-- Selected passage start --

So, getting back to "ma và, ti fai capire?": if it were truly a question,  it could be a very sarcastic one, right? Could it mean something like this?:

Are you serious when you say you can make yourself understood? 

Meaning: _you must be blooming*   joking: no-one can understand what you're going on about!)_

* send me a PM and I'll explain that one to you.


----------



## Azazel81

london calling said:


> Right, Azzie! (noblesse oblige....). Thanks
> 
> So, getting back to "ma và, ti fai capire?": if it were truly a question, it could be a very sarcastic one, right? Could it mean something like this?:
> 
> Are you serious when you say you can make yourself understood? Well, yeah... in this case I think it's 99% meant to be ironic.
> 
> Meaning: _you must be blooming*  joking: no-one can understand what you're going on about!)_
> 
> * send me a PM and I'll explain that one to you.
> 
> I will, although if it's anywhere near the AmE expression I think I got the gist


----------



## Gemelle

london calling said:


> I think there's a comma missing here:
> 
> _Ma và, ti fai capire?_
> 
> As ratona says, _ma và?_ means "Really?/Honestly?/Are you pulling my leg?"
> _Ti fai capire?_ means "do you make yourself understood"?
> 
> However, I have a feeling that that question mark shouldn't be in there (gemelle?), as I think it that without it the sentence would make more sense and could therefore be (very loosely) translated along these lines:
> 
> _Go on/get along with you, you make yourself understood (perfectly)._



Hai ragione, london calling, ho fatto un errore.  Non dovrebbe essere il punto interrogativo.  

Quindi, la frase è
ma và ti fai capire.

Non c'è un apostrofo ma forse la persona l'ha dimenticato!

Allora, seconda london calling si può dire:
Go on, you make yourself understood (perfectly).

-- Selected passage end --

* **Required work**:
Reproduce the passage of the thread above on the Italian phrase "ma và, ti fai capire?", starting at "Hai ragione, london" and ending at "persona l'ha dimenticato!".

-- Given data start --

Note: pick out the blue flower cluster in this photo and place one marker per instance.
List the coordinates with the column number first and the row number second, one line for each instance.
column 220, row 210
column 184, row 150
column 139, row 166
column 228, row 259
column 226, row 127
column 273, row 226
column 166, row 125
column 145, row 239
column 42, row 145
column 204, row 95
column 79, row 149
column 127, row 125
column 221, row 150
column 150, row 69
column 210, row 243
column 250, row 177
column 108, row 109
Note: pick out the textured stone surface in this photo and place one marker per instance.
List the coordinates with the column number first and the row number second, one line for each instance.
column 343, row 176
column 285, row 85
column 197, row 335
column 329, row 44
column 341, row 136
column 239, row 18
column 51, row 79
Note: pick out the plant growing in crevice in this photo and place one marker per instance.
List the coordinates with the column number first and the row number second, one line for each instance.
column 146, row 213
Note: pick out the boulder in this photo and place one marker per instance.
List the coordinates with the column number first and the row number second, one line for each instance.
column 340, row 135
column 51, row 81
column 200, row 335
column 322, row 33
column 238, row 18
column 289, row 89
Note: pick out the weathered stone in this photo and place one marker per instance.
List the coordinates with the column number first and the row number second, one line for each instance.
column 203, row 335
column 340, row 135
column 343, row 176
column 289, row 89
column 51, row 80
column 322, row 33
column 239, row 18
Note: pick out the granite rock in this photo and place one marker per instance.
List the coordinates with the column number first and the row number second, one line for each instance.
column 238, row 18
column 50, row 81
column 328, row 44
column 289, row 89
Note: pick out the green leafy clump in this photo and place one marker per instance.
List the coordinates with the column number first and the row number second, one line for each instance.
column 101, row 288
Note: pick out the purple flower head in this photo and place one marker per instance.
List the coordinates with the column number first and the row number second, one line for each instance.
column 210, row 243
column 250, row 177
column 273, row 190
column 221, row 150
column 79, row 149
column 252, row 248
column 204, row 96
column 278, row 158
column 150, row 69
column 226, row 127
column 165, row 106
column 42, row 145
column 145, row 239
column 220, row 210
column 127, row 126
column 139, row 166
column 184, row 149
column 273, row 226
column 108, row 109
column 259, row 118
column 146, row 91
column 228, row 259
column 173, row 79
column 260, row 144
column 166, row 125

-- Given data end --

* **Response**:
Hai ragione, london calling, ho fatto un errore.  Non dovrebbe essere il punto interrogativo.  

Quindi, la frase è
ma và ti fai capire.

Non c'è un apostrofo ma forse la persona l'ha dimenticato!